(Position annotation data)
=-=-=-=-=
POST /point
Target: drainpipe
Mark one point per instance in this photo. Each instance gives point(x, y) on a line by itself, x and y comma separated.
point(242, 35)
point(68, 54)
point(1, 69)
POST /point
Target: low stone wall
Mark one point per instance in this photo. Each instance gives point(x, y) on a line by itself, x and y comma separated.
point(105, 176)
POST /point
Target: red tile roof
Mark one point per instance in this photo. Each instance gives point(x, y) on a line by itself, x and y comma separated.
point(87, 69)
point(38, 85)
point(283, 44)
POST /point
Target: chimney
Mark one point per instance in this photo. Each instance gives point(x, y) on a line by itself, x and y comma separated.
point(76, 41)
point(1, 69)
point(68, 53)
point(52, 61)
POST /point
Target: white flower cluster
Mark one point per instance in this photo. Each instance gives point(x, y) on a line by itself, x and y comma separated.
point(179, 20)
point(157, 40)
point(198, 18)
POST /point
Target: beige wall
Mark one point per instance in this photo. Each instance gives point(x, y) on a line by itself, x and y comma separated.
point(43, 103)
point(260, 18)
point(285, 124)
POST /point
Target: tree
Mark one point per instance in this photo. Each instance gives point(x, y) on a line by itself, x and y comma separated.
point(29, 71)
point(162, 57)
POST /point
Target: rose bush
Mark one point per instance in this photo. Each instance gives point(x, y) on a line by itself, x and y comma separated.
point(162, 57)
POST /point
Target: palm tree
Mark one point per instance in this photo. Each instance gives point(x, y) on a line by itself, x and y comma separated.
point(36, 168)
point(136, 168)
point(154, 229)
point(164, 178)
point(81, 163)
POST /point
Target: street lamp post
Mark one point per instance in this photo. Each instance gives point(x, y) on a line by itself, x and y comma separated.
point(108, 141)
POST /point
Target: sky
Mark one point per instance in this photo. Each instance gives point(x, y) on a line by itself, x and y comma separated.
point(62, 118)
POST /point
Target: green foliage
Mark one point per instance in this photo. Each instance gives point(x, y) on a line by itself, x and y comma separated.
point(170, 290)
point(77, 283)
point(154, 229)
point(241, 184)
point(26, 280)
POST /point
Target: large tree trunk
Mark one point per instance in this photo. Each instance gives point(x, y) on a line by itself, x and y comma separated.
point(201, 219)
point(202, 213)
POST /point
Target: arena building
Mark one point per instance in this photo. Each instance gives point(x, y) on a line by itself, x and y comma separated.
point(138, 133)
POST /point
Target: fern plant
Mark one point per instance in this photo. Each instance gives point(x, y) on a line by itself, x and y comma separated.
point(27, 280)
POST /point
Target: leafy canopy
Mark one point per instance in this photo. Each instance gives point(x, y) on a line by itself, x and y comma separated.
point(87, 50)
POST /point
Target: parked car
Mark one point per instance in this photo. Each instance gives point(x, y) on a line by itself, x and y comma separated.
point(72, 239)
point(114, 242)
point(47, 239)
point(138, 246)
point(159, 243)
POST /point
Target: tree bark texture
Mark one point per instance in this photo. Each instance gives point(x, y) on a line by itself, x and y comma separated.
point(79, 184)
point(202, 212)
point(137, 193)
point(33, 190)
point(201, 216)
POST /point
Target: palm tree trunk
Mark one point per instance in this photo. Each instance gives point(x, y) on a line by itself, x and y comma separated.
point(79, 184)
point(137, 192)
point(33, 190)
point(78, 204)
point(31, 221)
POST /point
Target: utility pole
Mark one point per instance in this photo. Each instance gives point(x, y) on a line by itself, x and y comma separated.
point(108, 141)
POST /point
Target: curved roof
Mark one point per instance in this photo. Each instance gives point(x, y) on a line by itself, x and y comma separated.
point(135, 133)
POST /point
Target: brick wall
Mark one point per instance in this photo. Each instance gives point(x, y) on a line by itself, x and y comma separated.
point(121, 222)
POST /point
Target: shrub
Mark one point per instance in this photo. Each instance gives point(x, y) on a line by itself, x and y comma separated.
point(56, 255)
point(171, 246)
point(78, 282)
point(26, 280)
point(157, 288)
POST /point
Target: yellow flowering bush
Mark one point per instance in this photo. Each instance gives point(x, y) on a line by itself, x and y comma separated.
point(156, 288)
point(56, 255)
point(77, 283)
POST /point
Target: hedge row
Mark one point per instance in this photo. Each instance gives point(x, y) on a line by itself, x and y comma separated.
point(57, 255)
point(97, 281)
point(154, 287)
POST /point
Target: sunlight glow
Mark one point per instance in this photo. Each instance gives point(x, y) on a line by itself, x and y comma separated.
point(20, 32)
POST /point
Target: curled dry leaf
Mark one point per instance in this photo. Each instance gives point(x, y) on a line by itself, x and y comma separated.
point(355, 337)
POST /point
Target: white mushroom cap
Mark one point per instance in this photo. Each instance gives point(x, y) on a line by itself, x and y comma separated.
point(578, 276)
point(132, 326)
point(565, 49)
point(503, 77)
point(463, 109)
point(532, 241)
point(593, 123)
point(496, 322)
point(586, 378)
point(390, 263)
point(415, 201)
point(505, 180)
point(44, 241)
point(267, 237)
=-=-=-=-=
== Required work ==
Substitute "separated by a comma" for every occurrence of "comma separated" in the data above, and repeat all of the data with nothing else changed.

== Exercise answer ==
POST /point
Target: drainpipe
Mark one point per instance in this photo. Each instance gives point(x, y) on a line by itself, x and y separated by a comma.
point(242, 35)
point(68, 54)
point(1, 69)
POST /point
Target: low stone wall
Mark one point per instance in this photo. Each instance gives point(x, y) on a line by itself, x and y separated by a comma.
point(105, 176)
POST /point
Target: red tile roof
Mark one point per instance in this photo. Each instance gives point(x, y) on a line by itself, x and y separated by a comma.
point(87, 69)
point(38, 85)
point(283, 44)
POST /point
Target: chimney
Mark one point per instance in this photo. Each instance gives point(x, y) on a line by itself, x and y separated by a comma.
point(76, 41)
point(1, 69)
point(68, 53)
point(52, 61)
POST /point
Target: white flower cluster
Mark one point per instance in this photo. Each instance gives point(x, y) on a line by itself, x and y separated by a comma.
point(179, 20)
point(157, 40)
point(198, 18)
POST /point
Target: beige wall
Mark one point per instance in this photo. Each instance gives point(x, y) on a line by itself, x and y separated by a comma.
point(43, 103)
point(260, 18)
point(285, 124)
POST /point
Target: tree
Mark one point per instance in this photo. Each instance gives point(x, y) on a line by itself, x and y separated by a comma.
point(29, 71)
point(162, 57)
POST /point
Target: rose bush
Mark one point per instance in this photo. Each instance gives point(x, y) on a line by itself, x and y separated by a comma.
point(162, 57)
POST /point
Target: palm tree
Mark one point per instance in this photo. Each instance gives point(x, y) on a line by itself, x and y separated by a comma.
point(36, 168)
point(136, 168)
point(154, 229)
point(164, 178)
point(81, 163)
POST /point
Target: street lamp post
Mark one point per instance in this photo. Each instance gives point(x, y) on a line by itself, x and y separated by a comma.
point(108, 141)
POST /point
Target: sky
Mark one point per instance in this photo. Each instance gives point(x, y) on a line by itself, x and y separated by a comma.
point(62, 118)
POST /point
Target: green foliage
Mark one point per instance in this photo. Each instance gives point(x, y) on a line by itself, x and y separated by a comma.
point(170, 290)
point(77, 283)
point(154, 229)
point(241, 184)
point(26, 280)
POST /point
Target: large tree trunk
Mark one point per instance in this photo. Each instance gives point(x, y) on a line by itself, x and y separated by a comma.
point(201, 219)
point(202, 213)
POST /point
Target: arena building
Mark one point per instance in this photo. Each instance gives point(x, y) on a line by itself, x and y separated by a comma.
point(138, 133)
POST /point
Target: fern plant
Mark one point per instance in this photo. Each instance gives point(x, y) on a line by itself, x and y separated by a comma.
point(27, 280)
POST /point
Target: leafy canopy
Mark one point per instance in this photo. Each instance gives point(x, y) on a line by itself, x and y separated by a comma.
point(87, 50)
POST /point
Target: parked car
Mark one point per instance in this photo. Each instance gives point(x, y) on a line by itself, x and y separated by a comma.
point(72, 239)
point(114, 242)
point(47, 239)
point(138, 246)
point(159, 243)
POST /point
Target: tree bark texture
Mark one point per instance in this photo. Each instance gives point(x, y) on a line by itself, x and y separated by a comma.
point(79, 184)
point(202, 212)
point(137, 193)
point(33, 190)
point(201, 216)
POST /point
Target: palm tree trunk
Mark one point per instance in this photo. Each instance gives point(x, y) on a line by itself, x and y separated by a comma.
point(79, 184)
point(137, 192)
point(33, 190)
point(78, 204)
point(31, 221)
POST /point
Target: utility pole
Mark one point per instance in this photo. Each instance gives point(x, y) on a line by itself, x and y separated by a comma.
point(108, 141)
POST /point
Target: curved roof
Mark one point per instance in this photo. Each instance gives point(x, y) on a line by itself, x and y separated by a comma.
point(135, 133)
POST /point
Target: brick wall
Mark one point per instance in this photo. Each instance gives point(x, y) on a line by itself, x and y separated by a comma.
point(121, 222)
POST /point
Target: shrub
Mark one point per instance in this photo. Each instance gives point(x, y) on a line by itself, x and y separated by a comma.
point(56, 255)
point(171, 246)
point(78, 282)
point(26, 280)
point(157, 288)
POST /point
Target: yellow flowering bush
Mark one point per instance in this photo. Each instance gives point(x, y) on a line by itself, x and y separated by a comma.
point(156, 288)
point(56, 255)
point(77, 283)
POST /point
Target: hedge row
Mark one point per instance in this photo. Each instance gives point(x, y) on a line by itself, x and y separated by a comma.
point(57, 255)
point(97, 281)
point(154, 287)
POST /point
Target: sunlight glow
Mark one point per instance in this photo. Each instance gives point(x, y) on a line by itself, x and y separated by a comma.
point(20, 32)
POST /point
Target: curled dry leaf
Mark one point per instance in this photo. Each instance gives point(x, y) on a line by itself, x and y separated by a comma.
point(355, 337)
POST /point
Target: white mushroom cap
Mark one point per instance in this photo. Each instance gives point(x, y) on a line by itself, x and y separated by a comma.
point(578, 276)
point(132, 326)
point(565, 49)
point(503, 77)
point(463, 109)
point(532, 241)
point(593, 123)
point(496, 322)
point(586, 378)
point(390, 263)
point(415, 201)
point(505, 180)
point(44, 241)
point(267, 237)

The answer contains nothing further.